[BEGIN]

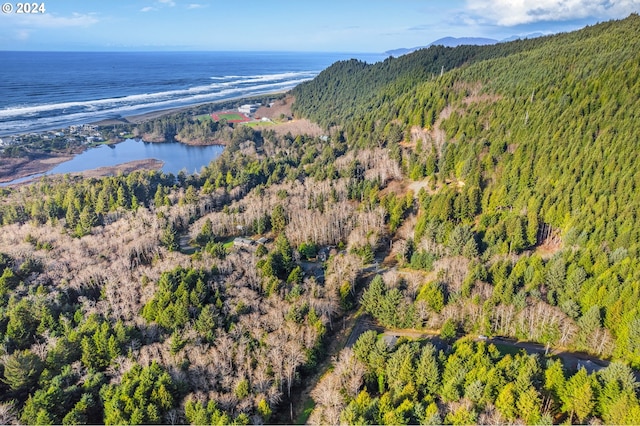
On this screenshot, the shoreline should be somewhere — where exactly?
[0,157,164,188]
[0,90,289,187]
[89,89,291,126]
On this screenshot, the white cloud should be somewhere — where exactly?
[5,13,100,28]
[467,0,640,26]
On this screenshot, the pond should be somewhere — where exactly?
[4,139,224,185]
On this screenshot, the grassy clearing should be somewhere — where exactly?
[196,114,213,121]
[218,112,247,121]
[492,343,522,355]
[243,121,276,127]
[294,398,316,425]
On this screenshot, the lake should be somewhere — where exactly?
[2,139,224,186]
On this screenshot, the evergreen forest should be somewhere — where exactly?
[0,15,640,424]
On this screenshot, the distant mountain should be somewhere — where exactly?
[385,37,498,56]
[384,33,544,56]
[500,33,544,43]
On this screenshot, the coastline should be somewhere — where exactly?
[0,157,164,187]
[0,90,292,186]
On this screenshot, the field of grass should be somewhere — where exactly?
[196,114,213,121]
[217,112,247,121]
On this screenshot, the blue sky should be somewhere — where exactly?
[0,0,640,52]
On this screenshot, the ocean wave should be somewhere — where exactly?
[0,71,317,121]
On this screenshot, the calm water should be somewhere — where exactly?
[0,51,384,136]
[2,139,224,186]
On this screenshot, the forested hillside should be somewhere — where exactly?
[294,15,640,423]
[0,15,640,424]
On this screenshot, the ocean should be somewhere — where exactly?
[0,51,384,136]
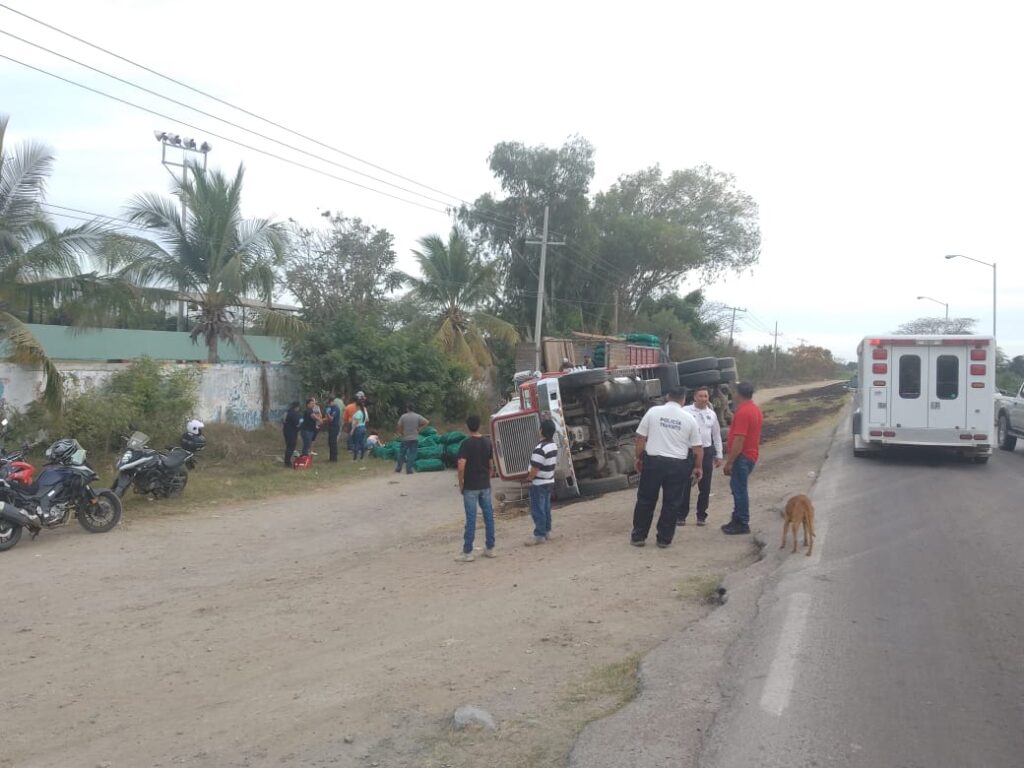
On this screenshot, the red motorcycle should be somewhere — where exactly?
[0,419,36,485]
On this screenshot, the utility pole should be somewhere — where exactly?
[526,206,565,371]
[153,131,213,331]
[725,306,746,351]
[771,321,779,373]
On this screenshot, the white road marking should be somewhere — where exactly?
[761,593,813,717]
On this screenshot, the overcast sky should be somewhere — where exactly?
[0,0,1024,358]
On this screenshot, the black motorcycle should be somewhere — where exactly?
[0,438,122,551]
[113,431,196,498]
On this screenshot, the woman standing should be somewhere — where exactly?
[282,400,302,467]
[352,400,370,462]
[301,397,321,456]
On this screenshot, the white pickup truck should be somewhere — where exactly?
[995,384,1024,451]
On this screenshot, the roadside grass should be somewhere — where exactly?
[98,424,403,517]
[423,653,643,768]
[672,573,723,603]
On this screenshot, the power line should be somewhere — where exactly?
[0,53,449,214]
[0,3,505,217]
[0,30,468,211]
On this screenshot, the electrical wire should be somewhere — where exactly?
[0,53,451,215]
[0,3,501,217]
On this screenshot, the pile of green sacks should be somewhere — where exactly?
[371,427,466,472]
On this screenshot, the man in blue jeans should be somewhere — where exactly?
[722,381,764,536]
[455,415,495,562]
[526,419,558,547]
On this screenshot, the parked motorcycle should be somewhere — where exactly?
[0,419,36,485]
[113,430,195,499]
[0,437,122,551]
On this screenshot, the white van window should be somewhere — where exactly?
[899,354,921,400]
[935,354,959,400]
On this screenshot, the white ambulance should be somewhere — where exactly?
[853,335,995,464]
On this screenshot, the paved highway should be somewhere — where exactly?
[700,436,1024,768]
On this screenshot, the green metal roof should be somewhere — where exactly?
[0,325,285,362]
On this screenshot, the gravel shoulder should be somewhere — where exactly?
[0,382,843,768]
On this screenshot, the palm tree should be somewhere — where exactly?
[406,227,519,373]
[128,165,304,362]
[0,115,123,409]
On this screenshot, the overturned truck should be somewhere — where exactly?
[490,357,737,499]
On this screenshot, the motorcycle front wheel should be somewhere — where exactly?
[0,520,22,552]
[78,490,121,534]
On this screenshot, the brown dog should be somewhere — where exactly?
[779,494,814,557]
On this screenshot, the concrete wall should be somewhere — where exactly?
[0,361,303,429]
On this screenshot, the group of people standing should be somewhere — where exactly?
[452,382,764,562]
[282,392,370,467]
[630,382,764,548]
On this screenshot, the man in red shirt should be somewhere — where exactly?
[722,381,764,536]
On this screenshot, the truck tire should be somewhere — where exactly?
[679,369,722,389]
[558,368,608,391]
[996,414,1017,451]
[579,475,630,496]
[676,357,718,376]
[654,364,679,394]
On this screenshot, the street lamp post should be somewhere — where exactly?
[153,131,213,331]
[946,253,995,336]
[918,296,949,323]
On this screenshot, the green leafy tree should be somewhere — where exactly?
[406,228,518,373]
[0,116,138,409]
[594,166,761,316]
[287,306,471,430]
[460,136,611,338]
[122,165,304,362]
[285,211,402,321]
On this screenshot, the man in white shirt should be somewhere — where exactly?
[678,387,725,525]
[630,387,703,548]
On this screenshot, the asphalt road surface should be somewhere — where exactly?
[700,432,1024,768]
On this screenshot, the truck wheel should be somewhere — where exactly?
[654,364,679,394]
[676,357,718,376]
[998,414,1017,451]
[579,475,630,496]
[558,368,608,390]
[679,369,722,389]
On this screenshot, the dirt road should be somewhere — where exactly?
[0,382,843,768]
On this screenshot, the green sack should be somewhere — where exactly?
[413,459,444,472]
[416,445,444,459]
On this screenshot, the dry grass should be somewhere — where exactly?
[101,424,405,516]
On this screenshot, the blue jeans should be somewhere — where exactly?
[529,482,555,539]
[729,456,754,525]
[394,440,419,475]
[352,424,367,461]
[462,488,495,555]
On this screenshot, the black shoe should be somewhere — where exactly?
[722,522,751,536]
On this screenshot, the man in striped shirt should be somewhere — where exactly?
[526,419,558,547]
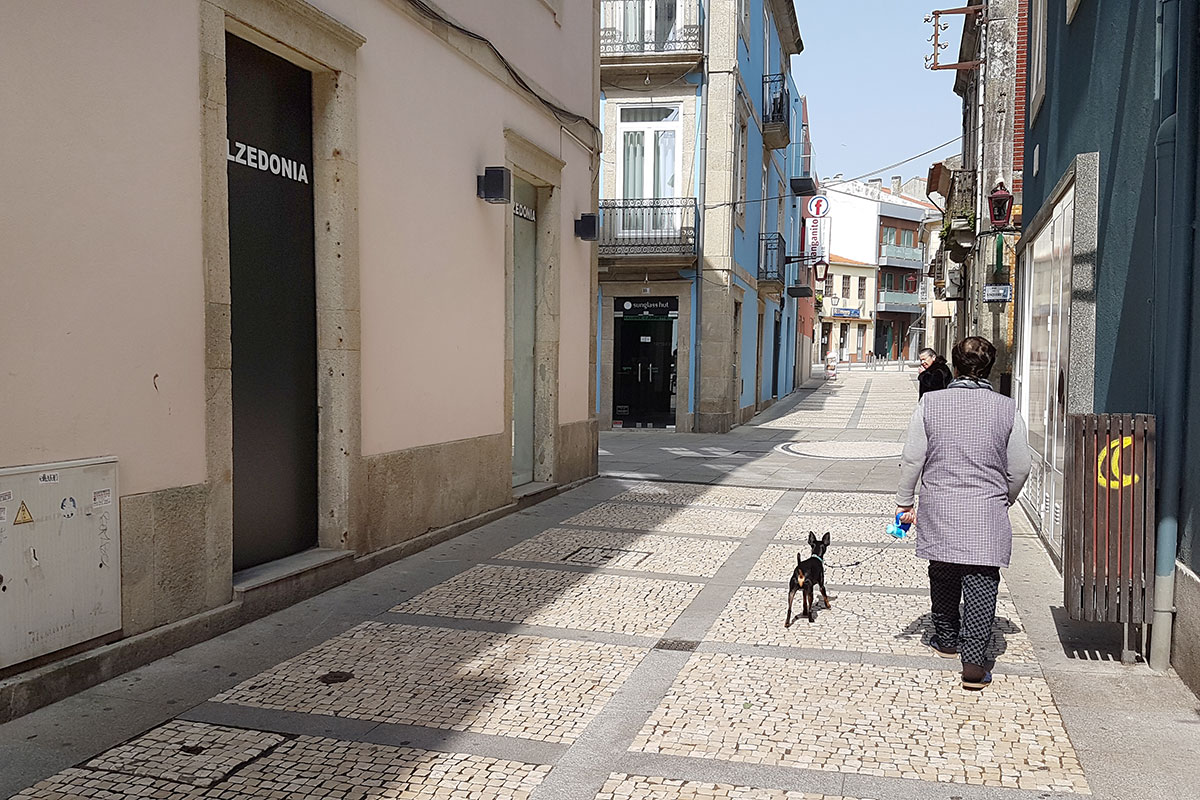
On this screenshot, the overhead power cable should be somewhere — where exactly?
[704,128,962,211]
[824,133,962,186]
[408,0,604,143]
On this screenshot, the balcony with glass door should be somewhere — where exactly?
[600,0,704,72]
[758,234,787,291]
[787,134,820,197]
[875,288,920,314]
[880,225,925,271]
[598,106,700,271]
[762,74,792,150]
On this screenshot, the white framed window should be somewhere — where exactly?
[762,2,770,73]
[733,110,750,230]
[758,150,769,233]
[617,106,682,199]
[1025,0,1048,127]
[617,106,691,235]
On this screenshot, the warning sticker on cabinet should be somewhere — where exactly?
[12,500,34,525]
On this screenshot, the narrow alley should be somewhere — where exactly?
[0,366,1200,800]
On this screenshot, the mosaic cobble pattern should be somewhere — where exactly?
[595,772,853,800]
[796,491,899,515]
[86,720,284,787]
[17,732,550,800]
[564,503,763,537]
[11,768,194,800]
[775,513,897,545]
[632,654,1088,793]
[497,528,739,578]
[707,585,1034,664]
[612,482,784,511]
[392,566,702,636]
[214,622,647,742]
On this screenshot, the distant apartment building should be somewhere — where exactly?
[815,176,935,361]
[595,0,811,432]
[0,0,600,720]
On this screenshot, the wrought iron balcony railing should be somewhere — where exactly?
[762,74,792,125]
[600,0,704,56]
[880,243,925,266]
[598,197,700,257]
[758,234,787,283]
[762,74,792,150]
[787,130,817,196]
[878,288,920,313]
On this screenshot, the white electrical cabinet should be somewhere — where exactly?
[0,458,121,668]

[END]

Written exercise: Copy every row above word for word, leaving out the pictures.

Completed task:
On this screenshot, the shoreline should be somewhere — where exactly?
[0,157,164,188]
[0,90,289,187]
[89,89,291,126]
On this screenshot, the white cloud should be somewhere — where exactly?
[5,13,100,28]
[467,0,640,26]
On this screenshot, the pond should be somewhere — where exactly?
[4,139,224,185]
On this screenshot, the grassy clearing should be somewhere — where exactly?
[196,114,213,121]
[218,112,247,121]
[492,343,522,355]
[243,121,276,127]
[294,398,316,425]
On this screenshot, the lake should be somewhere — where exactly?
[2,139,224,186]
On this screenshot, the evergreen forest should be somewhere — where exactly?
[0,15,640,424]
On this screenshot, the distant mountain should be somewhere — where exactly?
[385,37,498,56]
[384,33,544,56]
[500,33,544,43]
On this screenshot, the coastline should be somewhere — where exactly?
[0,157,164,187]
[0,90,292,186]
On this screenshot, the field of grass should be somewhere — where exactly?
[196,114,213,121]
[217,112,247,121]
On this screenshot, the blue sky should be somewhere — where exactly?
[0,0,640,52]
On this screenshot, the ocean wave should be somewhere — where exactly?
[0,71,317,121]
On this screenshot, the calm water should be somewhere — where exactly?
[0,51,384,136]
[2,139,224,186]
On this screenshot, the forested hillside should be somewhere — where exactly?
[294,15,640,423]
[0,15,640,424]
On this screenshot, the ocean should be somewhere — where exactly?
[0,51,384,136]
On this screenshot, the red motorcycle should be somewhere — where exactly?
[0,419,36,485]
On this screenshot, the utility pole should be somewhere — where exactly?
[526,206,565,371]
[153,131,213,331]
[725,306,746,351]
[771,321,779,373]
On this screenshot, the white road marking should be somewhere — where exactly?
[761,593,813,717]
On this screenshot, the overcast sky should be somewhere — where exactly?
[0,0,1024,358]
On this screenshot, the black motorcycle should be somewhere — where exactly?
[0,438,122,551]
[113,431,196,498]
On this screenshot, the woman standing should be somewhere — where exactly?
[282,400,302,467]
[352,400,370,462]
[301,397,321,456]
On this screenshot, the white pickup truck should be somewhere — where exactly?
[995,384,1024,451]
On this screenshot, the roadside grass should be somewhere — where exactly?
[98,424,403,517]
[423,653,643,768]
[672,573,723,603]
On this screenshot, the power line should be somewhere — where exactly?
[0,53,449,214]
[0,3,505,217]
[0,30,468,211]
On this screenshot, the electrical wire should be somewhere — where exactly?
[0,53,451,215]
[0,3,501,217]
On this screenshot, the pile of green sacks should be somewhere — where exactly?
[371,427,466,472]
On this screenshot, the man in blue jeans should be somewhere — where exactly?
[722,381,764,536]
[455,415,495,562]
[526,419,558,547]
On this screenshot, the parked motorcycle should be somewhere — where exactly?
[0,419,36,485]
[113,430,195,499]
[0,437,122,551]
On this screenshot, the white van window should be somewhere — where exactly?
[899,354,921,400]
[935,354,959,400]
On this screenshot, the white ambulance should be somewhere — where exactly?
[853,335,995,464]
On this screenshot, the paved highway should be somewhere — where exactly?
[700,436,1024,768]
On this screenshot, the green metal roof should be somewhere — where exactly?
[0,325,285,362]
On this screenshot, the gravel shoulder should be somewhere — where exactly?
[0,382,843,768]
On this screenshot, the palm tree should be somewhere — where exactly?
[406,227,519,373]
[128,165,304,362]
[0,115,123,409]
On this screenshot, the overturned truck should be somewhere — where exactly?
[490,357,737,499]
On this screenshot, the motorcycle front wheel should be somewhere — where exactly?
[0,520,22,552]
[78,490,121,534]
On this screenshot, the brown dog should be somewhere — where exactly?
[779,494,814,557]
On this screenshot, the concrete wall should be somewhere — where exactly?
[0,361,303,429]
On this screenshot, the group of people standing should be somewhere — where exactly?
[452,382,764,562]
[282,392,370,467]
[630,382,764,548]
On this screenshot, the man in red shirt should be somewhere — where exactly?
[722,381,764,536]
On this screenshot, the truck tire should be somewhere — where exactly?
[679,369,722,389]
[558,368,608,391]
[996,414,1017,451]
[579,475,630,496]
[676,357,718,376]
[654,364,679,394]
On this screenshot, the street lamp post should be somewhere — where exactly?
[153,131,213,331]
[946,253,995,336]
[918,296,949,323]
On this screenshot, the green leafy tree should be somewhere — where exactly?
[406,228,518,373]
[0,116,138,409]
[594,166,761,316]
[287,306,471,430]
[460,136,611,338]
[122,165,304,362]
[285,211,402,321]
On this screenshot, the man in white shirt should be somewhere — where exactly?
[678,387,725,525]
[630,387,703,548]
On this screenshot, the asphalt road surface should be somewhere — where exactly?
[700,432,1024,768]
On this screenshot, the truck wheel should be somewhere — where exactly?
[654,364,679,394]
[676,357,718,376]
[998,414,1017,451]
[579,475,630,496]
[558,368,608,390]
[679,369,722,389]
On this screenshot, the dirt road should be somewhere — where exactly?
[0,382,843,768]
On this screenshot, the green sack should be somewhere — where exactly?
[413,459,444,472]
[416,445,444,459]
On this screenshot, the dry grass should be somewhere — where exactly?
[101,424,405,516]
On this screenshot, the blue jeans should be somewhere — where exactly?
[529,482,555,539]
[729,456,754,525]
[394,440,419,475]
[352,424,367,461]
[462,488,495,555]
On this screenshot, the black shoe should be somewhere — where exactly?
[722,522,751,536]
On this screenshot, the man in striped shirt should be somewhere — where exactly?
[526,419,558,547]
On this screenshot, the overhead power cable should be somewhere — where exactly?
[704,128,962,211]
[824,133,962,186]
[408,0,604,143]
On this screenshot, the balcony with glass door should be somewhere — where exactly?
[600,0,704,72]
[758,234,787,291]
[787,134,820,197]
[875,288,920,314]
[880,225,925,271]
[598,106,700,271]
[762,74,792,150]
On this screenshot, the white framed window should be somewhere — where exactly?
[762,2,770,73]
[733,110,750,230]
[758,150,769,233]
[617,106,682,199]
[1025,0,1048,127]
[617,106,691,235]
On this screenshot, the warning sticker on cabinet should be somewhere — where exactly?
[12,500,34,525]
On this screenshot, the narrow alley should be somewhere — where exactly?
[0,366,1200,800]
On this screenshot, the mosaic cobble pattern should be somewhere — where exactly?
[595,772,853,800]
[796,491,899,515]
[86,720,284,787]
[17,732,550,800]
[564,503,763,537]
[11,768,194,800]
[775,513,897,545]
[632,654,1088,793]
[497,528,739,578]
[707,585,1034,664]
[612,482,784,511]
[392,566,702,636]
[214,622,647,742]
On this screenshot, the distant apartment building should be somewhere — where exactly?
[815,176,935,361]
[595,0,811,432]
[0,0,600,720]
On this screenshot, the wrought iron balcony railing should be somewhere — where exactly?
[762,74,792,125]
[600,0,704,56]
[880,243,925,266]
[598,197,700,257]
[758,234,787,283]
[762,74,792,150]
[787,130,817,196]
[878,288,920,313]
On this screenshot, the white electrical cabinet should be somewhere — where exactly?
[0,458,121,668]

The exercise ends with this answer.